# Lista de tarefas:
- 1) No trecho sobre Blow Out, em que filme De Palma tentou atrair-nos para as emoções das personagens através de uma estrutura fantasiosa?
- 2) Reescreva de forma mais breve o parágrafo do trecho sobre Blow Out que começa com "Ver este filme é como experienciar", mantendo os fatos principais.
- 3) Por favor, extraia sem alterações a parte do trecho sobre Blow Out que começa nas palavras "Blow Out foi" e termina depois das palavras "imagens estão orquestrados.".

# Trecho fornecido:
No fim, os sentimentos de dor e perda de Jack, sugerem que ele compreendeu os limites da tecnologia; como se saísse do casulo da adolescência.
Blow Out foi o primeiro filme no qual De Palma pôs de parte a conversa tonta e a alegria; desta vez não nos convida a rir com ele. Executa-o clara e directamente, pedindo-nos (confiando em nós) para responder. Em
The Fury, tentou atrair-nos para as emoções das personagens através de uma estrutura fantasiosa; em
Blow Out ele coloca a fantasia dentro da cabeça dos personagens. Havia uma vitalidade real na maldade trocista, excessiva dos seus filmes anteriores, mas este é o mais rico emocionalmente e o mais aperfeiçoado. O seu ritmo é mais hipnótico que nunca. É fácil imaginar De Palma firme, empunhando uma batuta, devido à extraordinária maneira como sons e imagens estão orquestrados.
Ver este filme é como experienciar o corpo do trabalho de Brian De Palma e vê-lo de uma outra maneira, completamente nova. Técnicas de género são cíclicas; indo além do género, De Palma correu um enorme risco; mas deu ao seu trabalho um significado diferente. O seu relacionamento com o terror em
Carrie ou
Dressed to Kill podia ser cómico porque era Pop e ele podia ultrapassar isso; com
Blow Out ele está lá. Quando vemos Jack rodeado por aquela maquinaria com que ele tenta controlar tudo, De Palma parece estar a observar, demorada e pensativamente; como se ele próprio tivesse finalmente percebido para que serve a técnica. Este foi o primeiro filme que fez, sobre as coisas que realmente lhe importam.
Blow Out começa com uma piada; no final a piada foi virada do avesso. De certa maneira, o filme é sobre o cumprimento da única tarefa designada para o homem dos efeitos sonoros no início: ele encontrou um grito muito melhor.

# Linhas extraídas:
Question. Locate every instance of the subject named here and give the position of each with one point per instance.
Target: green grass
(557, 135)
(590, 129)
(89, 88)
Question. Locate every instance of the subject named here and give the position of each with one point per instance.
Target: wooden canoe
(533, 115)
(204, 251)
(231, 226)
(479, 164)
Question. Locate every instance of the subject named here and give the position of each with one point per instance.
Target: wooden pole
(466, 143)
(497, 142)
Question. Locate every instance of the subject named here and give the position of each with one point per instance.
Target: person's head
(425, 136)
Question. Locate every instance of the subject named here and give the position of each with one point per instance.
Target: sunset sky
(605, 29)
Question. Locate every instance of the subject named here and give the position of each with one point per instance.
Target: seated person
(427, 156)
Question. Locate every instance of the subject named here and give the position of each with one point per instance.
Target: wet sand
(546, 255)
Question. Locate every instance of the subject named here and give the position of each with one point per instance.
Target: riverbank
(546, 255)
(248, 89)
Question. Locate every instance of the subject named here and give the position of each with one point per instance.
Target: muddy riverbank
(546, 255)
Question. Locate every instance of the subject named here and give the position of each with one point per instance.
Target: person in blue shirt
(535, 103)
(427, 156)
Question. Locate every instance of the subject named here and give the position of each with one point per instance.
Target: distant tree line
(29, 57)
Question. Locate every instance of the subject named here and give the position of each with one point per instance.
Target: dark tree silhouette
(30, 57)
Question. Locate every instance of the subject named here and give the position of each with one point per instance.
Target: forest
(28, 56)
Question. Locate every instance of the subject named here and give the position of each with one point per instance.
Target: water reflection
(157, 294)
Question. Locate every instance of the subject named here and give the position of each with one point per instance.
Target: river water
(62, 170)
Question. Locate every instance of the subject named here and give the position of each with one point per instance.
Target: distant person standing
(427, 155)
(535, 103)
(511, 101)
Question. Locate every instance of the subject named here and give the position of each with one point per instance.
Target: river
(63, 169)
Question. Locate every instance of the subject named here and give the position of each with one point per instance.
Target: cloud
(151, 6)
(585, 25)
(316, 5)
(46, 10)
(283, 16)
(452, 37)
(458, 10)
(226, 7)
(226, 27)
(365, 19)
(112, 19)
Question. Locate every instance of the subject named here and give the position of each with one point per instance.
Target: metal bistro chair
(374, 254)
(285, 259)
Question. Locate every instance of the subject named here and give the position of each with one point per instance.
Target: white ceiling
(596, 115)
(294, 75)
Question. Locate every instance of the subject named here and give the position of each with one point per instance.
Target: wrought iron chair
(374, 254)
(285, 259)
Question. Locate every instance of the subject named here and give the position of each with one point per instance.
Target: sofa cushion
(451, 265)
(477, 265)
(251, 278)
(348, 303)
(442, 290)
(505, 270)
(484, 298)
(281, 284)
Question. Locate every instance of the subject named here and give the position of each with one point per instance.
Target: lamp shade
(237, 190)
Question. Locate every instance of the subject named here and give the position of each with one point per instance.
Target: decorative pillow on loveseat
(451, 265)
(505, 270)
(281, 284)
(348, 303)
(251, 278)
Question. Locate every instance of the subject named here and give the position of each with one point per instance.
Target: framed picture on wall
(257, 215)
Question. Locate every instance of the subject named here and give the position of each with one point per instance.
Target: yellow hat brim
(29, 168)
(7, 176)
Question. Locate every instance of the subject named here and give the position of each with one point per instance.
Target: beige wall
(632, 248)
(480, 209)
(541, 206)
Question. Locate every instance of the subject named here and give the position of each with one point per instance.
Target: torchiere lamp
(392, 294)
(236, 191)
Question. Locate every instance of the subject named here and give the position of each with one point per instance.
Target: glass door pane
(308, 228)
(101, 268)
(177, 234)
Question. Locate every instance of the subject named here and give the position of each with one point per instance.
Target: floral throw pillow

# Respostas por tarefa:
- 1) Em The Fury.

- 2) Ver Blow Out é como rever toda a obra de Brian De Palma de uma maneira completamente nova. Ao ir além das técnicas de género, que são cíclicas, De Palma correu um enorme risco, mas deu outro significado ao seu trabalho. Em Carrie ou Dressed to Kill, a sua relação com o terror podia ser cómica por ser Pop. Em Blow Out, ele está lá. Ao mostrar Jack rodeado da maquinaria com que tenta controlar tudo, De Palma parece ter finalmente percebido para que serve a técnica. Este foi o primeiro filme que fez sobre as coisas que realmente lhe importam.

- 3)
Blow Out foi o primeiro filme no qual De Palma pôs de parte a conversa tonta e a alegria; desta vez não nos convida a rir com ele. Executa-o clara e directamente, pedindo-nos (confiando em nós) para responder. Em
The Fury, tentou atrair-nos para as emoções das personagens através de uma estrutura fantasiosa; em
Blow Out ele coloca a fantasia dentro da cabeça dos personagens. Havia uma vitalidade real na maldade trocista, excessiva dos seus filmes anteriores, mas este é o mais rico emocionalmente e o mais aperfeiçoado. O seu ritmo é mais hipnótico que nunca. É fácil imaginar De Palma firme, empunhando uma batuta, devido à extraordinária maneira como sons e imagens estão orquestrados.